■ Goal A ■
In the article about international business, what fee did the credit card company take when the client's company charged a non-Israeli credit card?
■ Goal B ■
Repeat the part of the article about international business starting with "My client opened" and going on through "was the problem?".
■ Goal C ■
Finish out the next part of the article about international business, picking up after its last sentence.

■ Page extract ■
——————————

By Avrum Aaron
Today, most businesses are international – many call it a “global village”, unless of course you have a local dry cleaner or falafel stand that is exclusively local. Nevertheless, a prudent business person working in the global markets should consider the legal, tax and financial issues of international business to ultimately achieve a more successful business.
I’m a US and Israeli attorney and I help my clients in both countries deal with their legal issues all over the world. Here’s a case study of how I helped an Israeli client reduce her expenses thus increasing her bottom line by opening a US company.
My client opened an Israeli company that provided health services to Israelis, non-Israeli students studying in Israel and tourists. Most of these services were performed in Israel, but her customers often paid with checks written in US dollars or Euros, or through non- Israeli credit cards.
So, what was the problem?
When the company received US dollars or Euro checks, the Israeli banks held the funds for 30-days, took a fee and accepted less-than-competitive exchange rates for converting the money. (If you don’t realize that the usual bank currency transfer rate is a lousy rate, ask yourself why there are change places in every commercial place in Israel.) When her company charged a non-Israeli credit card, the credit card company took a 4% fee and converted the sum with the usual bank currency transfer rate.
Just to “do the math”:
- The company received a check for $1,000.The bank charged a 25 NIS foreign-check fee; converted the funds to shekels at rate that was around 1% less than the representative rate; and held the funds for 30 days. So, assuming an exchange rate of $1 = 3.8 NIS, this converts to 3,737.25 NIS, and only in 30 days – a cash flow nightmare!

——————————

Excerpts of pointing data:

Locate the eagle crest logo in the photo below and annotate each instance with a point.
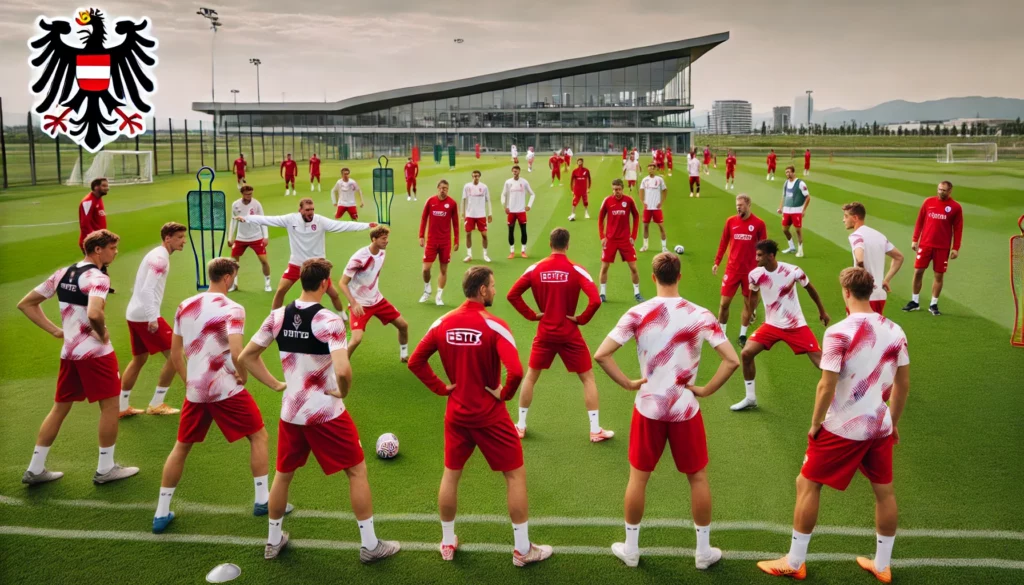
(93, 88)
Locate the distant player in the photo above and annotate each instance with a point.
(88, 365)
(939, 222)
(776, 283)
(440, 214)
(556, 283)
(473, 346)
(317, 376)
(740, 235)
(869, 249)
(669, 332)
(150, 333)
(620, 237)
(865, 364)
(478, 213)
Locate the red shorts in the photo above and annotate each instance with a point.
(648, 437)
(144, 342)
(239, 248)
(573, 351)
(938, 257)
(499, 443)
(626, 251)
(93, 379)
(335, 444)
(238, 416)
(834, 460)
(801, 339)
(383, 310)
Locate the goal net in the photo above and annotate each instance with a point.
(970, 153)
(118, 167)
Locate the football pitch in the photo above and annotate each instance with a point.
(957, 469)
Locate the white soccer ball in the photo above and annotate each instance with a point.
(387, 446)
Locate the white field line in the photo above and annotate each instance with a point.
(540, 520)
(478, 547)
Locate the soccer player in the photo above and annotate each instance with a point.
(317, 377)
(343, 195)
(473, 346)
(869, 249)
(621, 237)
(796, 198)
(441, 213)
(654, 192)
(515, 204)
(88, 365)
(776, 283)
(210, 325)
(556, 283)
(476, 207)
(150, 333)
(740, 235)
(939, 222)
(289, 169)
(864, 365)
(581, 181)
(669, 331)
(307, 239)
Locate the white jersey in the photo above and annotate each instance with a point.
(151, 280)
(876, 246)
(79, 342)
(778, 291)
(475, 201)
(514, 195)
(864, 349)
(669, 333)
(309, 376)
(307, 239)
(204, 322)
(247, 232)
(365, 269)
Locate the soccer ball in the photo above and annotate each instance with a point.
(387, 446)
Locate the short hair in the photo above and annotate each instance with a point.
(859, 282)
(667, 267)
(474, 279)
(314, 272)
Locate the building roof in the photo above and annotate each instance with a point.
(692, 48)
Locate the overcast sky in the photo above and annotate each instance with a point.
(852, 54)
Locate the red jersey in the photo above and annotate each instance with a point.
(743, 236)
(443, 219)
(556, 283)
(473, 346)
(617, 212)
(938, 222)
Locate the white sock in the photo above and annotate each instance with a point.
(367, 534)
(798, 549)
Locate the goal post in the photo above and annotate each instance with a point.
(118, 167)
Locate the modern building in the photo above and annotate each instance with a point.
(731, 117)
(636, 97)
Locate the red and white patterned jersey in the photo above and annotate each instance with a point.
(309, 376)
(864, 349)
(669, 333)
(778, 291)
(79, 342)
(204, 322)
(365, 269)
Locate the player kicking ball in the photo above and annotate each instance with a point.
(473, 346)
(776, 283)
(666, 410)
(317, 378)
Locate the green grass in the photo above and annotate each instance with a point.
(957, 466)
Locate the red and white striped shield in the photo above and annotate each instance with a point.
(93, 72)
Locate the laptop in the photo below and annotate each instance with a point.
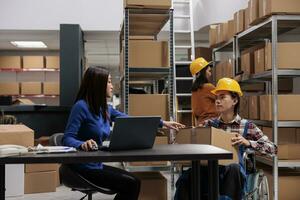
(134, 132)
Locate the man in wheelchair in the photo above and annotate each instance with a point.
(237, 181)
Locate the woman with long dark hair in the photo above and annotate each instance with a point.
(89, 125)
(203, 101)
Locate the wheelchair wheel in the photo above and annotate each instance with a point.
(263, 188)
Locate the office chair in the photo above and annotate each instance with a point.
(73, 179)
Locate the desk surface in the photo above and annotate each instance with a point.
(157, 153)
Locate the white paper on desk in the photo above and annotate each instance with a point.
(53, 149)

——————————

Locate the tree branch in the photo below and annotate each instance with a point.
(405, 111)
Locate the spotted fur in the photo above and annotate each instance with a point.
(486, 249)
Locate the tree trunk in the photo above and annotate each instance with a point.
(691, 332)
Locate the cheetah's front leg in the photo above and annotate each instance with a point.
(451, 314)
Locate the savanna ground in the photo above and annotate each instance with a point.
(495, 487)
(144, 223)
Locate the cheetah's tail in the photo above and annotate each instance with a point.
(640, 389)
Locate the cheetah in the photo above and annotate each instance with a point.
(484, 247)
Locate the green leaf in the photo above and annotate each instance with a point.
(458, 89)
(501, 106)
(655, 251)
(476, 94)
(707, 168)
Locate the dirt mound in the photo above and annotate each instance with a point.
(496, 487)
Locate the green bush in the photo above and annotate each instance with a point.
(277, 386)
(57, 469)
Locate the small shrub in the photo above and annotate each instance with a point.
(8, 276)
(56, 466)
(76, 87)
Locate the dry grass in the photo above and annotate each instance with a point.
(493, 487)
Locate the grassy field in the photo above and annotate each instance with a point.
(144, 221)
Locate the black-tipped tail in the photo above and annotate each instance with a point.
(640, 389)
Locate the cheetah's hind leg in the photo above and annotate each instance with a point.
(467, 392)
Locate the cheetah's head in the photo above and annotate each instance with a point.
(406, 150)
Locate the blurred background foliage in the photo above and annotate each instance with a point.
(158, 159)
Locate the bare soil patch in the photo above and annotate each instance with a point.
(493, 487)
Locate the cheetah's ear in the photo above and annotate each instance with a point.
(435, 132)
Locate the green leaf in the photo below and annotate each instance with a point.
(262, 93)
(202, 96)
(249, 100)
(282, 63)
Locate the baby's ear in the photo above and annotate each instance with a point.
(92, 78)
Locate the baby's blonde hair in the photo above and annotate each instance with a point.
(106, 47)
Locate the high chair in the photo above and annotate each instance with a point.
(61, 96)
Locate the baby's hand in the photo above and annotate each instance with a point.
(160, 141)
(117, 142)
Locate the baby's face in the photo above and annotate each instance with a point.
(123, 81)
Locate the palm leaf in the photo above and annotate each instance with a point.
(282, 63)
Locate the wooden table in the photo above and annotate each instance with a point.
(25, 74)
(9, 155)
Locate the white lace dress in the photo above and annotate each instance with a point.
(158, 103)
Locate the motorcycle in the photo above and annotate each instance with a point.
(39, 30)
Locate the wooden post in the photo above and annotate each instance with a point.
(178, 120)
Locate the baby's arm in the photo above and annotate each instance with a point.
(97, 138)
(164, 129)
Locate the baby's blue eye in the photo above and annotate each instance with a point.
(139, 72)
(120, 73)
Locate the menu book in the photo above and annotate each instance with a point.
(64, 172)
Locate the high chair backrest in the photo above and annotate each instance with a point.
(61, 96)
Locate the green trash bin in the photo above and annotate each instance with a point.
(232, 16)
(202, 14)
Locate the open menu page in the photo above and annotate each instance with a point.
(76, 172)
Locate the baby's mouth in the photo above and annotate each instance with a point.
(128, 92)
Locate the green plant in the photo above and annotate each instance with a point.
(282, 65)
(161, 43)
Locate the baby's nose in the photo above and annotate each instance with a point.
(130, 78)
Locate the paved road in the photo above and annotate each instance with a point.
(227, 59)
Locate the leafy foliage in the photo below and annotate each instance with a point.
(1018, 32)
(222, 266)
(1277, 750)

——————————

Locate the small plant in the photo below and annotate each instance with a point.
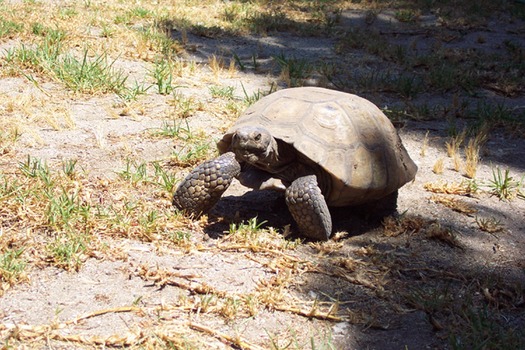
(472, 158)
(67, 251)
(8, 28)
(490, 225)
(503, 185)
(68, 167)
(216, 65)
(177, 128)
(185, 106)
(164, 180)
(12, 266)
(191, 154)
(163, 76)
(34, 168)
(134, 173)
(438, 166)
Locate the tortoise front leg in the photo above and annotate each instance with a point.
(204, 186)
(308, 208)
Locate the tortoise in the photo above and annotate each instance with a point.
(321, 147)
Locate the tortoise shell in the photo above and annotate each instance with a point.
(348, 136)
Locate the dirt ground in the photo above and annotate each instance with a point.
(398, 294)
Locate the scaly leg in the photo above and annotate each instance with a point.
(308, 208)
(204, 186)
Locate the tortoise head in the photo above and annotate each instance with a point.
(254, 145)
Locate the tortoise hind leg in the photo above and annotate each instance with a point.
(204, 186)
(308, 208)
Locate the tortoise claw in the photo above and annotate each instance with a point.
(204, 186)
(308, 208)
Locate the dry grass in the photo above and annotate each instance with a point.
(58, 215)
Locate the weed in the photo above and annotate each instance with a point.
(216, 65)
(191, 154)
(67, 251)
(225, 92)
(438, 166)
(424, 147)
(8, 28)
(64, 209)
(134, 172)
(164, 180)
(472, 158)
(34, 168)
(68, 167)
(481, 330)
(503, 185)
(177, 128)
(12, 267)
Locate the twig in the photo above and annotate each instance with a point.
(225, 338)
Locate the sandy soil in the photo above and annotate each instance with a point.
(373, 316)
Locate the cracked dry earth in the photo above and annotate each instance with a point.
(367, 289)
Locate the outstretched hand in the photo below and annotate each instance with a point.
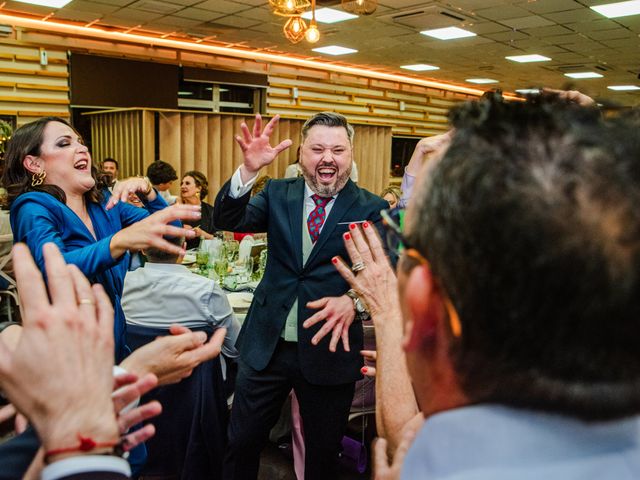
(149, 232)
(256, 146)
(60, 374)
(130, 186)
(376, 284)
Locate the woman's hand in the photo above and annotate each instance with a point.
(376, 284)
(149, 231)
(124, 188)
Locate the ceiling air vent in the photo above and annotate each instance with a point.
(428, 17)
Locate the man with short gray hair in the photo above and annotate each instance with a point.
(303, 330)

——————————

■ Exercise output A ■
A 4% fee.

■ Exercise output B ■
My client opened an Israeli company that provided health services to Israelis, non-Israeli students studying in Israel and tourists. Most of these services were performed in Israel, but her customers often paid with checks written in US dollars or Euros, or through non- Israeli credit cards.
So, what was the problem?

■ Exercise output C ■
- The company accepted payment with a US credit card for $1000. The bank took a 4% fee or $40 off the top and less 1% on the conversion, amounting to 3611.52 NIS as an immediate credit to the account, but a 188.48 NIS fee for that pleasure.
I encouraged my client to open a US Limited Liability Company (LLC). Another entity would also have worked. Following the establishment of the LLC, my client opened a US bank account and US credit card merchant account. With the LLC in place and having a US bank account, her company can now accept US checks with no fees and take US credit cards – at a lower fee of 3%. Of course, the company still has to exchange dollar to shekels, but now she has luxury to find the most competitive exchange rates. Having a US bank relationship, she can now pay her suppliers and vendors in US dollars without having to convert from shekels to dollars to avoid their outlandish high fees and lower than market exchange rates by the Israeli banks. All in all, fees for accepting payment have been reduced significantly and financial options are numerous, where they once were limited.
There are other benefits to having a US corporation. In dealing with suppliers and partners, being a US business has distinct advantage. Of course, it needs to be done right as tax and other legal issues will apply. Although it isn’t free to open a US business, registration and maintenance fees in the US are a fraction of what an Israeli business pays to register and maintain its status in Israel.
Contact me if you’d like to learn more about how a US business can help your Israeli business. I can be reached at firstname.lastname@example.org or at 054-398-4380. The first consultation is free.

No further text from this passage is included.